===== DATA SHOWN =====

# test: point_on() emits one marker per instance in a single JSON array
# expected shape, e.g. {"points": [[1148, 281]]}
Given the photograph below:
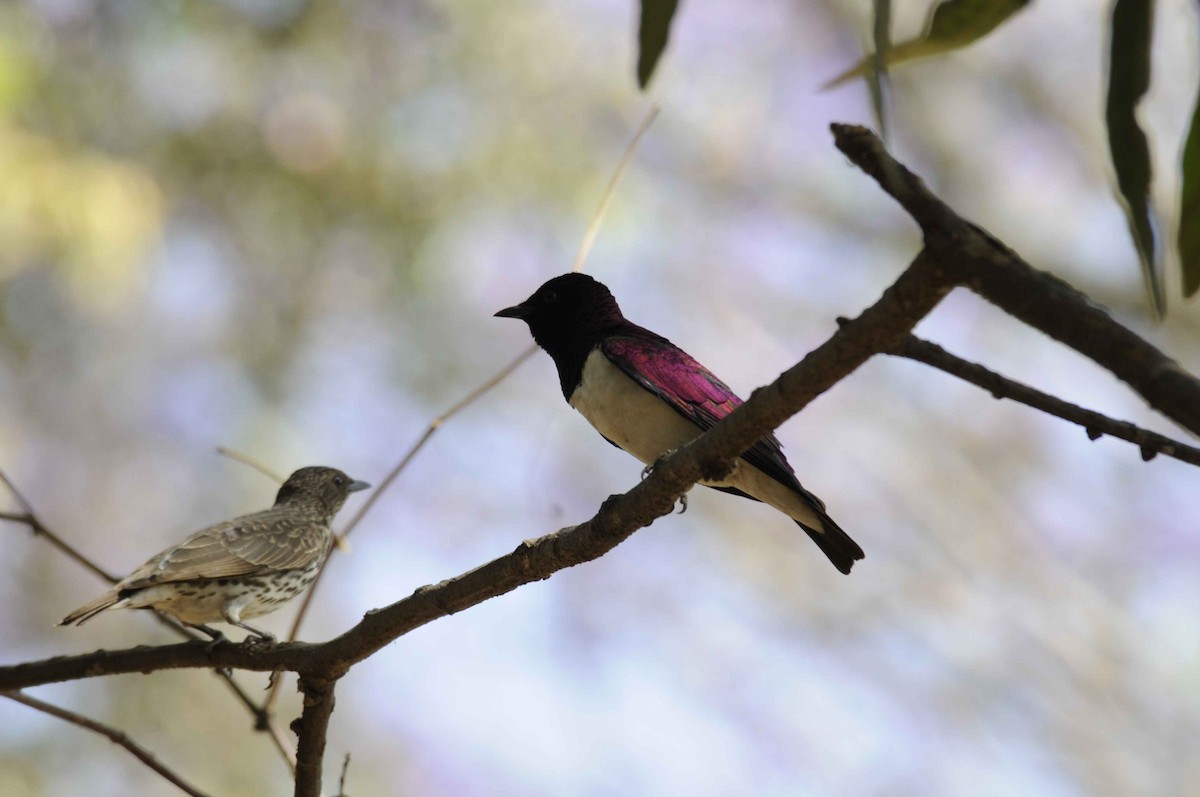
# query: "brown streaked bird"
{"points": [[243, 568]]}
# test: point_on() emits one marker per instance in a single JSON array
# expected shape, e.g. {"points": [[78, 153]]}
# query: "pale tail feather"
{"points": [[108, 600]]}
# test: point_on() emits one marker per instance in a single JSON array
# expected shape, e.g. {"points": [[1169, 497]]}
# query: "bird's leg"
{"points": [[259, 635], [649, 468], [232, 615], [217, 637]]}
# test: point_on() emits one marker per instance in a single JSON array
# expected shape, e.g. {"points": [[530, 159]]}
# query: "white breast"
{"points": [[627, 413], [646, 426]]}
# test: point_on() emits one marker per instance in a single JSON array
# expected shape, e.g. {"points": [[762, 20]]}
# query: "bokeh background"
{"points": [[285, 226]]}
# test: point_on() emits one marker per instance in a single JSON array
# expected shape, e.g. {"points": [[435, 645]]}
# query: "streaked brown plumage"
{"points": [[243, 568]]}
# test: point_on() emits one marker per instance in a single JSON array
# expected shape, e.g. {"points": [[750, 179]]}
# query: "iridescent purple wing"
{"points": [[694, 391]]}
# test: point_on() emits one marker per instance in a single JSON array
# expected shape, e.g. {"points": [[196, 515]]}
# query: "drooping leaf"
{"points": [[877, 73], [1189, 208], [952, 24], [653, 31], [1128, 81]]}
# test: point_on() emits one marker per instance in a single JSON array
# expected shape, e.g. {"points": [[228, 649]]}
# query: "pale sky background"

=====

> REQUIREMENT: Quote each entry above verbatim and drop the pictures.

> RESULT BELOW:
# test: point_on() emits one marker per instance in a single JSON array
# expected shape, e.g. {"points": [[1148, 281]]}
Given the photograph below:
# query: "brown streaked bird"
{"points": [[243, 568]]}
# test: point_on() emits one marker per instance in a single JSON array
# expected shape, e.g. {"points": [[78, 153]]}
# query: "pale tail feather"
{"points": [[108, 600]]}
# test: point_on() emits one marker per instance in a single JSON array
# expected shape, e.g. {"points": [[1169, 497]]}
# query: "bird's leg"
{"points": [[259, 635], [649, 468], [232, 615], [217, 637]]}
# test: point_on() emits one marker per instance in a single JSON array
# expected shape, e.g. {"points": [[530, 159]]}
# query: "white breast"
{"points": [[627, 413], [646, 426]]}
# test: point_on() emits one marker per instance in a single JSON array
# expected shape, e.g. {"points": [[762, 20]]}
# query: "bokeh background"
{"points": [[285, 226]]}
# test: point_on() emits one marker per instance in a single JSON array
# expected shape, e.g. {"points": [[435, 645]]}
# query: "streaked brown plumage"
{"points": [[243, 568]]}
# test: point_on() emits one marker per instance in a single JSON array
# expected shape, e.g. {"points": [[750, 179]]}
# query: "iridescent purple wing"
{"points": [[694, 391]]}
# test: point_on() emits one marker per instance in a single JSON array
# expected shape, e.g. {"points": [[196, 515]]}
# query: "drooping leaf"
{"points": [[877, 73], [1189, 208], [952, 24], [653, 31], [1128, 81]]}
# test: point_on() emits one marker per instance in a single JSON array
# expected shape, e.g. {"points": [[228, 649]]}
# query: "pale sky background"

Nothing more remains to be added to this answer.